TO DO
Return every record verbatim.

[Location identification items]
## Begin
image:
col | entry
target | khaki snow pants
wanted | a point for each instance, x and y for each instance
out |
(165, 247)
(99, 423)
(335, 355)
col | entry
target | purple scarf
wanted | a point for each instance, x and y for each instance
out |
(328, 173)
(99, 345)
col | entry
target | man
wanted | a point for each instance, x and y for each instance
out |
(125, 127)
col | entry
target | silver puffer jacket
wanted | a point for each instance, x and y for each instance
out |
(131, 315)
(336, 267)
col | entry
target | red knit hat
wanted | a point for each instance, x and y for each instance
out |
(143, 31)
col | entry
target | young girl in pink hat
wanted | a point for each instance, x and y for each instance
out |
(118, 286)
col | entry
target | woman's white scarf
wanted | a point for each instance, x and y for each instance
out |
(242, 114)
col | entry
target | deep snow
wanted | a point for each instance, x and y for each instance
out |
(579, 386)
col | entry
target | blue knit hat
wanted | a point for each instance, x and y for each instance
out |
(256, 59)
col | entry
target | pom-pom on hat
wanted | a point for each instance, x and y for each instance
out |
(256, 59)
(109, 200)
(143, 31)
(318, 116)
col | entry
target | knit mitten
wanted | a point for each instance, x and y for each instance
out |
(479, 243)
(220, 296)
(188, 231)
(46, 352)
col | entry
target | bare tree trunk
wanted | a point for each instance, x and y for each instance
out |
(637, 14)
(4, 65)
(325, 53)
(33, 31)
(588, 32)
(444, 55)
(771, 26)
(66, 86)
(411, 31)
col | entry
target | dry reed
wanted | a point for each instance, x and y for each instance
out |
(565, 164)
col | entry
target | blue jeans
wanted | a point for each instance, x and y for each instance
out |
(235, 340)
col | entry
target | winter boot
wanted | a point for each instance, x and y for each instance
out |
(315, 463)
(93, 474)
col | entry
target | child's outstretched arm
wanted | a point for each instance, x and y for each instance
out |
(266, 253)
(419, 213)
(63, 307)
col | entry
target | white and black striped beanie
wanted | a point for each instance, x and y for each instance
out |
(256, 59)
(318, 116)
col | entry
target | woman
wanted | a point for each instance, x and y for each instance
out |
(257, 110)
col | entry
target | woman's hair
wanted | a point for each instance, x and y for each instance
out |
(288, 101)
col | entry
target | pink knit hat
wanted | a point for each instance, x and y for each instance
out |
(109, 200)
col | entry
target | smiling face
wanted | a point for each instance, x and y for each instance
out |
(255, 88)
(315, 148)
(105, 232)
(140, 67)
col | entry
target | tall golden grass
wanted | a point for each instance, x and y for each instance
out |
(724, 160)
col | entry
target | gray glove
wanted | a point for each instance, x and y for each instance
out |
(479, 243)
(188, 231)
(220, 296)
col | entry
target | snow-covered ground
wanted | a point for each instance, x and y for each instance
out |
## End
ANSWER TO THE PROBLEM
image:
col | entry
target | khaki snow pants
wanted | a point for each instance, x and y for each instance
out |
(165, 247)
(99, 423)
(335, 355)
col | entry
target | purple scarf
wanted | a point for each instance, x and y for each instance
out |
(328, 173)
(99, 345)
col | entry
target | man
wanted | a point for each instance, x and y for each instance
out |
(125, 127)
col | entry
target | silver puffer jacket
wanted | a point for each instance, x and y for each instance
out |
(131, 315)
(336, 267)
col | entry
target | red knit hat
wanted | a point for each instance, x and y for each instance
out |
(143, 31)
col | entry
target | young girl in pink hat
wanted | a point for each instance, x and y for each instance
out |
(118, 286)
col | entry
target | woman's white scarf
wanted | a point for each instance, x and y for each instance
out |
(242, 114)
col | entry
target | deep snow
wanted | a point for each instance, x and y for each instance
out |
(579, 386)
col | entry
target | blue knit hat
wanted | a point for each instance, x and y for each instance
out |
(256, 59)
col | entry
target | pom-pom on hat
wanted | a point for each instance, x and y for each instance
out |
(256, 59)
(109, 200)
(143, 31)
(318, 116)
col | entry
target | knit mitten
wanted | a point for each instance, x and y for each instance
out |
(479, 243)
(220, 296)
(188, 231)
(46, 352)
col | entry
target | bare tree trunk
wanted | a point for each instance, x and y for each instance
out |
(637, 14)
(4, 65)
(325, 53)
(33, 31)
(588, 32)
(444, 55)
(771, 26)
(66, 86)
(411, 31)
col | entry
target | dry reed
wanted | a point for each instance, x and y for each instance
out |
(565, 164)
col | entry
target | blue jeans
wanted | a point for each instance, x and y for each instance
out |
(235, 340)
col | entry
target | winter boot
wanted | a point for each instance, x and y for each instance
out |
(315, 463)
(93, 474)
col | entry
target | child's outstretched arm
wanted | a point for each instance, x and y for each instance
out |
(266, 253)
(419, 213)
(63, 307)
col | entry
target | white and black striped beanie
wanted | a point for each instance, x and y for each instance
out |
(256, 59)
(318, 116)
col | entry
target | woman
wanted | a point for each instance, x and y for each instance
out |
(257, 110)
col | entry
target | woman's hair
wanted | a point for each instance, x and y for each instance
out |
(288, 101)
col | entry
target | pink knit hat
wanted | a point for each instance, x and y for each instance
out |
(109, 200)
col | entry
target | smiling face
wanted | a point for each instance, x and y for each instance
out |
(255, 88)
(315, 148)
(105, 232)
(140, 67)
col | entry
target | tall golden grass
wanted | a point for each instance, x and y for each instance
out |
(724, 160)
col | entry
target | gray glove
wanted | a point for each instance, x and y for each instance
out |
(479, 243)
(188, 231)
(220, 296)
col | entry
target | snow-covered ground
wanted | a point for each instance, x and y for each instance
out |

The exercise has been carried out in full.